• [GIVEN REQUEST 1]
For the blog post about struggling to write after training camp, decide whether each statement agrees with it: (a) The writer was going to church on Monday evening. (b) The writer finished the post the day after returning from camp. (c) The writer says God wants us to go through tough times. Answer each with yes or no and quote the deciding words from the post.
• [GIVEN REQUEST 2]
Extend the blog post about struggling to write after training camp, picking up right after its final sentence.
--- Start of TEXT ---
INTIMIDATION….. That is what I have felt trying to write this blog. Since coming back from camp I have been back and forth pre-writing what I would tell all my readers about training camp. I was ecstatic and in my mind I knew what I would write and was ready to share. I was not trying to make up anything. I lived it so why was it so hard to put in words. Every time I would get into it, somehow I would get distracted and lose my train of thought. I would keep saying I would do it later. Later has become a week and still not sure what to say.As I was going to church Monday evening I was asking my WR team to pray for me because I was speechless. As I was driving, God put in my heart why I was having trouble writing. Fasting and Prayer. I put these two essential things to the side and I let all the distractions take over. With this being said, it tells me I have actually put God to the side a bit. I cannot believe I did that. Guys I am human and as such I am admitting to you this. When we put God to the side, things will not ever go well. PLAIN TRUTH. God is always there and he does not want us to go through tuff times. Sometimes we get to involved with social media, electronics, negativity, our personal things and so on that we forget what is truly important in our lives.

I have been too worried and anxious about the future that I forgot to EMBRACE THE MOMENT. God always intends to give us the best. He never leaves us and is always there no matter what. We are the ones that pull away from him and in order for us to see his greatness we have to decrease ourselves so that he can increase.
--- End of TEXT ---
--- Start of RECORDS SUPPLIED ---
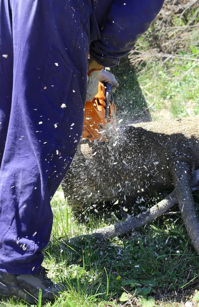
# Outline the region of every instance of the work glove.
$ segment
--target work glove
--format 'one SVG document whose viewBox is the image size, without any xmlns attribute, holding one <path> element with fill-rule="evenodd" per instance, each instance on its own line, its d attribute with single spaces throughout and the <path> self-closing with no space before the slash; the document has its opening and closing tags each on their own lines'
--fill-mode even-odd
<svg viewBox="0 0 199 307">
<path fill-rule="evenodd" d="M 93 69 L 87 73 L 87 93 L 86 101 L 92 101 L 98 92 L 99 75 L 101 73 L 103 67 L 101 69 Z"/>
<path fill-rule="evenodd" d="M 99 81 L 103 82 L 107 82 L 113 85 L 113 92 L 115 92 L 119 84 L 115 79 L 115 77 L 113 74 L 107 70 L 103 70 L 98 77 Z"/>
<path fill-rule="evenodd" d="M 101 69 L 93 69 L 87 74 L 87 93 L 86 101 L 92 101 L 98 92 L 99 81 L 107 82 L 113 85 L 113 92 L 115 92 L 119 84 L 115 76 L 102 68 Z"/>
</svg>

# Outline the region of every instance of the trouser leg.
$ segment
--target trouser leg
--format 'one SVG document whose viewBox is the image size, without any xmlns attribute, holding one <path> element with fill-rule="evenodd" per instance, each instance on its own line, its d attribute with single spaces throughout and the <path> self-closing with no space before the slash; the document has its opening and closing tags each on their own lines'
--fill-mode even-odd
<svg viewBox="0 0 199 307">
<path fill-rule="evenodd" d="M 0 1 L 0 16 L 1 169 L 10 119 L 13 83 L 13 56 L 12 17 L 8 2 Z"/>
<path fill-rule="evenodd" d="M 40 272 L 50 199 L 82 131 L 88 46 L 79 11 L 58 5 L 12 3 L 13 87 L 0 172 L 0 270 L 10 274 Z"/>
</svg>

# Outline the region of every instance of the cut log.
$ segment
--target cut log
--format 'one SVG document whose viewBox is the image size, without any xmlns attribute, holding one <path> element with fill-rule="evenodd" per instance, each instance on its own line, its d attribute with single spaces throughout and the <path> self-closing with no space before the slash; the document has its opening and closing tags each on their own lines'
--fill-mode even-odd
<svg viewBox="0 0 199 307">
<path fill-rule="evenodd" d="M 199 168 L 198 122 L 195 116 L 123 127 L 109 142 L 80 146 L 63 184 L 76 208 L 78 204 L 97 211 L 99 204 L 106 209 L 109 202 L 113 208 L 121 205 L 130 213 L 135 201 L 175 187 L 165 200 L 139 216 L 89 235 L 104 239 L 123 234 L 158 217 L 178 202 L 199 253 L 199 221 L 191 194 L 191 188 L 199 185 L 199 169 L 193 170 Z M 71 243 L 84 237 L 73 238 Z"/>
<path fill-rule="evenodd" d="M 178 161 L 199 168 L 198 123 L 197 116 L 119 126 L 110 142 L 82 144 L 63 183 L 68 202 L 80 212 L 131 213 L 146 195 L 172 191 Z"/>
</svg>

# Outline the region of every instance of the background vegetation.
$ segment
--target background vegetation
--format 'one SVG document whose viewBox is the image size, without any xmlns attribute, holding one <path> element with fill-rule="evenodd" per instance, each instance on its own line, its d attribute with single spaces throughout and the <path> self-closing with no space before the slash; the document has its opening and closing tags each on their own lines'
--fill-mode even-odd
<svg viewBox="0 0 199 307">
<path fill-rule="evenodd" d="M 118 119 L 124 123 L 199 114 L 198 18 L 198 0 L 166 1 L 130 57 L 113 69 L 120 83 L 114 95 Z M 199 208 L 198 194 L 194 199 Z M 125 236 L 69 247 L 70 237 L 111 221 L 90 216 L 80 224 L 61 189 L 52 205 L 54 223 L 44 266 L 66 286 L 53 306 L 199 305 L 199 256 L 177 207 Z M 0 306 L 28 305 L 2 298 Z"/>
</svg>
--- End of RECORDS SUPPLIED ---
• [FINAL ANSWER 1]
(a) Yes: "As I was going to church Monday evening"
(b) No: "Later has become a week and still not sure what to say."
(c) No: "he does not want us to go through tuff times."

• [FINAL ANSWER 2]
Now that I have put out what was in my heart, I will continue with training camp. It was a wonderful experience. So much to stay and not enough space or time. Meet my group which is the Q Squad. They are wonderful people. Before camp I would have never imagined getting so close to strangers in just a few days. Or so I thought because they were no where near strangers. From the beginning since arriving at the airport I already felt like they were my family. I think we all bonded very quickly. I could have never foreseen the unity that was seen. WOW!!!

                                           

Now meet my actual team for the first few months. They are Awesome. God sure did a FINE job putting us together. It is awesome how God works. I love this team from day one. God put us together for a reason and we shall set out to do his work. “LOS MENSAJEROS”- The Messengers

Camp was such a great experience. There was so much I learned. From

Team building activities, different life scenarios, informative sessions, even just talking and getting to know the group. There were times I also got to talk to other squad people and that was great as well. I learned a little something from all of them. God has a plan for all.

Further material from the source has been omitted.